▸ **Problem**: Update the records below by changing every "microphone windscreen" to "mic foam cover" and keeping everything else as it is. Leave the pictures out of your answer.

#####

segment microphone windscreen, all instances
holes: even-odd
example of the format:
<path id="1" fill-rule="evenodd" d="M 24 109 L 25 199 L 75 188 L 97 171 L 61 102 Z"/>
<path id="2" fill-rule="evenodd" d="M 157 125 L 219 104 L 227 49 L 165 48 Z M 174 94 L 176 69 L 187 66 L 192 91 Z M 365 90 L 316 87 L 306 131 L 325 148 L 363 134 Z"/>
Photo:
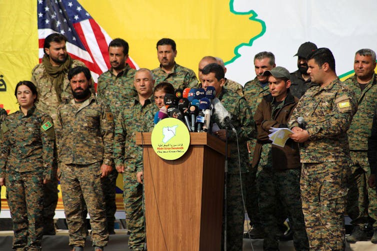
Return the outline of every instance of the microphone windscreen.
<path id="1" fill-rule="evenodd" d="M 210 109 L 210 100 L 207 98 L 203 98 L 200 99 L 199 109 L 200 110 L 206 110 Z"/>
<path id="2" fill-rule="evenodd" d="M 194 99 L 192 101 L 191 101 L 191 105 L 196 105 L 198 106 L 198 108 L 199 108 L 199 105 L 200 104 L 200 102 L 198 99 Z"/>
<path id="3" fill-rule="evenodd" d="M 188 92 L 188 95 L 187 97 L 187 99 L 189 101 L 191 102 L 194 98 L 195 93 L 196 92 L 196 89 L 195 88 L 191 88 L 190 91 Z"/>
<path id="4" fill-rule="evenodd" d="M 190 91 L 190 88 L 185 88 L 184 89 L 184 91 L 182 92 L 182 97 L 184 98 L 187 98 L 188 96 L 188 92 Z"/>
<path id="5" fill-rule="evenodd" d="M 196 92 L 195 93 L 195 98 L 200 99 L 204 97 L 206 97 L 206 90 L 202 88 L 196 89 Z"/>
<path id="6" fill-rule="evenodd" d="M 216 89 L 213 86 L 208 86 L 206 89 L 206 97 L 214 99 L 216 97 Z"/>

#####

▸ **Result of this exercise**:
segment mic foam cover, all instances
holes: even-odd
example of the format:
<path id="1" fill-rule="evenodd" d="M 24 109 L 25 199 L 75 188 L 97 171 L 61 102 Z"/>
<path id="2" fill-rule="evenodd" d="M 157 125 L 219 104 L 227 49 L 165 48 Z M 174 94 L 176 69 L 187 66 L 192 91 Z M 365 90 L 316 87 L 306 131 L 325 148 L 363 134 Z"/>
Photo:
Return the outline of every instance of the mic foam cover.
<path id="1" fill-rule="evenodd" d="M 210 109 L 210 100 L 207 98 L 203 98 L 200 99 L 199 109 L 200 110 L 206 110 Z"/>
<path id="2" fill-rule="evenodd" d="M 194 99 L 192 101 L 191 101 L 191 105 L 196 105 L 198 106 L 198 108 L 199 108 L 199 105 L 200 104 L 200 102 L 198 99 Z"/>
<path id="3" fill-rule="evenodd" d="M 188 92 L 188 95 L 187 97 L 187 99 L 189 101 L 191 102 L 194 98 L 195 93 L 196 92 L 196 89 L 195 88 L 191 88 L 190 91 Z"/>
<path id="4" fill-rule="evenodd" d="M 190 91 L 190 88 L 185 88 L 184 89 L 184 91 L 182 92 L 182 97 L 184 98 L 187 98 L 188 96 L 188 92 Z"/>
<path id="5" fill-rule="evenodd" d="M 196 92 L 195 93 L 195 98 L 200 99 L 204 97 L 206 97 L 206 90 L 202 88 L 196 89 Z"/>
<path id="6" fill-rule="evenodd" d="M 216 89 L 213 86 L 208 86 L 206 89 L 206 97 L 214 99 L 216 97 Z"/>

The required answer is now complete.